*** Opening Extracted text ***
Professional association in the Czech Republic

The Czech Mathematical Society (Česká matematická společnost, CMS) is an association of researchers, teachers, professionals and other persons interested in mathematics. Formally, the CMS is one of the four sections (subsidiary associations) of the Union of Czech Mathematicians and Physicists (JČMF). Membership in the CMS is therefore conditional on membership in JČMF.

It was founded in 1972 originally under the name Mathematical Research Section. In 2004 it was renamed to its current name.

The CMS is managed by a twelve-member Executive Committee, which is elected by the members of the society. The Executive Committee elects the President of the CMS from among its members. The current President (2022–2026) is Luboš Pick.

The CMS is a member of the European Mathematical Society and associate member of the International Council for Industrial and Applied Mathematics (ICIAM).
The Union of Czech Mathematicians and Physicists is the Adhering Organization through which the Czech Republic adheres to the International Mathematical Union (IMU). The Czech Republic's membership in the IMU is represented by the Czech Committee for Mathematics.

== Activities ==
The Czech Mathematical Society organizes a number of activities, in particular:
- Organizing an annual competition for university students in scientific activity in mathematics and informatics, in cooperation with the Slovak Mathematical Society.
- Supporting a number of events for pupils and high-school students with the aim of popularizing mathematics and improving mathematics education.
- Organizing the quadrennial Conference of Czech Mathematicians and participating together with other organizations and institutions in organizing other scientific events.
- Organizing public lectures popularizing mathematics.
- Awarding the Honorary Medal for Mathematics to Czech and Slovak specialists for their important contributions to development of the fields of mathematics and didactics of mathematics in the Czech Republic, and to eminent foreign specialists in the fields of mathematics and didactics of mathematics who have had long-term collaboration with institutions in the Czech Republic.
- Awarding the Czech Mathematical Society Prize for Young Researchers.
*** Closing Extracted text ***
*** Opening Data shown ***
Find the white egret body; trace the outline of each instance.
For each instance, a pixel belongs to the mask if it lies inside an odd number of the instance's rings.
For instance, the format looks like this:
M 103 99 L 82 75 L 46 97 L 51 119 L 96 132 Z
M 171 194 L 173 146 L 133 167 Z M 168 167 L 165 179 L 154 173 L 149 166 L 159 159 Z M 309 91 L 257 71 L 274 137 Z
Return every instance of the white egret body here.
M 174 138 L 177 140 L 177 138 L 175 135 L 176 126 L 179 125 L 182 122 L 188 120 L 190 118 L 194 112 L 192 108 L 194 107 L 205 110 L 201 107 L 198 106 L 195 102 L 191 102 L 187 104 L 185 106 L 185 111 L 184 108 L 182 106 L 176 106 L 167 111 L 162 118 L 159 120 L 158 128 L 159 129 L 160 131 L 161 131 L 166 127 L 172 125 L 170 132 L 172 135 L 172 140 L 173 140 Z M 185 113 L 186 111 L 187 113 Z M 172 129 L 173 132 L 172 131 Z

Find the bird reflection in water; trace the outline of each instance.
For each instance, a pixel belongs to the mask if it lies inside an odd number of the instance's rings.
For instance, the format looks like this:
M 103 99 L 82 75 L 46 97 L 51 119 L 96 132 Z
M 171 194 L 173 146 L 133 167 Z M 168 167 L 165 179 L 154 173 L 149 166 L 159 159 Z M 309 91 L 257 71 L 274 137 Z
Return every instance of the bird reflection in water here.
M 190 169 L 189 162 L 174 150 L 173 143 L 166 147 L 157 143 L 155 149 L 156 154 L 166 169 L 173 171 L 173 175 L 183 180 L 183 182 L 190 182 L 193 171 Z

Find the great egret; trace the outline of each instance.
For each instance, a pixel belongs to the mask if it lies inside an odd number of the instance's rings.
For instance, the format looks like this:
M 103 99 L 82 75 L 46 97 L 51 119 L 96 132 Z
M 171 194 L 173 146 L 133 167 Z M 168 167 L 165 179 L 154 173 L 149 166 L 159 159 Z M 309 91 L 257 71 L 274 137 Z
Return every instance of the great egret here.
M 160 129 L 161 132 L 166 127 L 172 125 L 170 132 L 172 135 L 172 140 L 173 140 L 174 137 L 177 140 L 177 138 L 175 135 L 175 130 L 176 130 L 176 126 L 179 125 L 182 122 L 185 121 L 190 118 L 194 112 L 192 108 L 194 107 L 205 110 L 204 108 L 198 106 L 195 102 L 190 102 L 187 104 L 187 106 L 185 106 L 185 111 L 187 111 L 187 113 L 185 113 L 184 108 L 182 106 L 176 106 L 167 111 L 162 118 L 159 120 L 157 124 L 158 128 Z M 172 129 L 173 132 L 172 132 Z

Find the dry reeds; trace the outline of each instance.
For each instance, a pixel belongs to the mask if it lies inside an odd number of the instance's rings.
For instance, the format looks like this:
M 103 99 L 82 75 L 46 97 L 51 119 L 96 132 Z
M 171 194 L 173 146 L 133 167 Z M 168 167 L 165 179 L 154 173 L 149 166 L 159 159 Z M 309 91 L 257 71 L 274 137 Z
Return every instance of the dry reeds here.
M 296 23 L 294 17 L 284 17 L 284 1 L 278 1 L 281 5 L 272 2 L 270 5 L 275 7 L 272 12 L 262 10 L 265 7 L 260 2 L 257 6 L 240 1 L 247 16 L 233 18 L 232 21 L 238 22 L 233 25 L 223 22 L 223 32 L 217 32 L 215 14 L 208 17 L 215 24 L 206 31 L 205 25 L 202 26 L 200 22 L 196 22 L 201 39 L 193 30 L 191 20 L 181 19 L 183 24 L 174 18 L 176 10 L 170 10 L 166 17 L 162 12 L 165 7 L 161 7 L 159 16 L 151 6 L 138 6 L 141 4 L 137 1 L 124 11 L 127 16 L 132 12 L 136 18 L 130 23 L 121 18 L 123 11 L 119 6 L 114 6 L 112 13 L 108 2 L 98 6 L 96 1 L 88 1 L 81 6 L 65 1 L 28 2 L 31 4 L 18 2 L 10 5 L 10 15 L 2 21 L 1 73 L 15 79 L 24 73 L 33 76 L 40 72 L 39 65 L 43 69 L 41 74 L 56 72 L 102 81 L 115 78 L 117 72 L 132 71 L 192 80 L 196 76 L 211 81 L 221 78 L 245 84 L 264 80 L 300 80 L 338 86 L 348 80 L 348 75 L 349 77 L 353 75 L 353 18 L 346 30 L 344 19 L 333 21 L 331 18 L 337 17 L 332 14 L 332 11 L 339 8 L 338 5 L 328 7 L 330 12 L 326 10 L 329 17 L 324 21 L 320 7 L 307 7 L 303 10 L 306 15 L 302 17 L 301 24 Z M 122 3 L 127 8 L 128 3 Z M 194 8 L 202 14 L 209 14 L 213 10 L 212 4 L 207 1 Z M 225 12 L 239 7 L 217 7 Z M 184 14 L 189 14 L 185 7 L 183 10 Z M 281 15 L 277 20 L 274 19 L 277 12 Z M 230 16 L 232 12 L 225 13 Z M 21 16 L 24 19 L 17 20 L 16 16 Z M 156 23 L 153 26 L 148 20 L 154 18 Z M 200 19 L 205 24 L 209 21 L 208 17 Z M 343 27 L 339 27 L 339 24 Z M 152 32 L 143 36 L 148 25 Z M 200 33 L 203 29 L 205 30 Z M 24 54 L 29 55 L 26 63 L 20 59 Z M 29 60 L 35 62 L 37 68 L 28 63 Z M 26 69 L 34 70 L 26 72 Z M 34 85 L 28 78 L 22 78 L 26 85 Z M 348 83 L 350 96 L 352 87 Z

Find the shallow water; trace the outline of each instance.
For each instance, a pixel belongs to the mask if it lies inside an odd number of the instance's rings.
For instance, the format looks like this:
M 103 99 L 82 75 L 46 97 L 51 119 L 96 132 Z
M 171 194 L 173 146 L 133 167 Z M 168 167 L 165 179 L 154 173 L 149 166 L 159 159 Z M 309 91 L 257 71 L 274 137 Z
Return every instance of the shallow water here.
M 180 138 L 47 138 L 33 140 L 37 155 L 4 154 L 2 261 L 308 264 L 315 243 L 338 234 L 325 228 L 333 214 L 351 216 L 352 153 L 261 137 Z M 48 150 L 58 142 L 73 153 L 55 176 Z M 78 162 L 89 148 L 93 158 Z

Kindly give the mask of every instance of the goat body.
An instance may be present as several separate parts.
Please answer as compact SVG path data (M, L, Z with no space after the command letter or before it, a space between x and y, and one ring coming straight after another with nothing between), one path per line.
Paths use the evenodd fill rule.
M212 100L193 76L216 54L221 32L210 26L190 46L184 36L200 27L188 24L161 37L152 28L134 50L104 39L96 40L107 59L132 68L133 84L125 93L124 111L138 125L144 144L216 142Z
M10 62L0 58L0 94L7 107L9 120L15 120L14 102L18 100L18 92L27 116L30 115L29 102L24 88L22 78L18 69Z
*** Closing Data shown ***
_Study questions_:
a) Which organizations does the Czech Mathematical Society article name, apart from the CMS itself under either of its names?
b) Retype the part of the Czech Mathematical Society article starting with "Professional association in" and going on through "is Luboš Pick.".
None of these lines are needed.

_Responses_:
a)
- Union of Czech Mathematicians and Physicists (JČMF)
- European Mathematical Society
- International Council for Industrial and Applied Mathematics (ICIAM)
- International Mathematical Union (IMU)
- Czech Committee for Mathematics
- Slovak Mathematical Society

b)
Professional association in the Czech Republic

The Czech Mathematical Society (Česká matematická společnost, CMS) is an association of researchers, teachers, professionals and other persons interested in mathematics. Formally, the CMS is one of the four sections (subsidiary associations) of the Union of Czech Mathematicians and Physicists (JČMF). Membership in the CMS is therefore conditional on membership in JČMF.

It was founded in 1972 originally under the name Mathematical Research Section. In 2004 it was renamed to its current name.

The CMS is managed by a twelve-member Executive Committee, which is elected by the members of the society. The Executive Committee elects the President of the CMS from among its members. The current President (2022–2026) is Luboš Pick.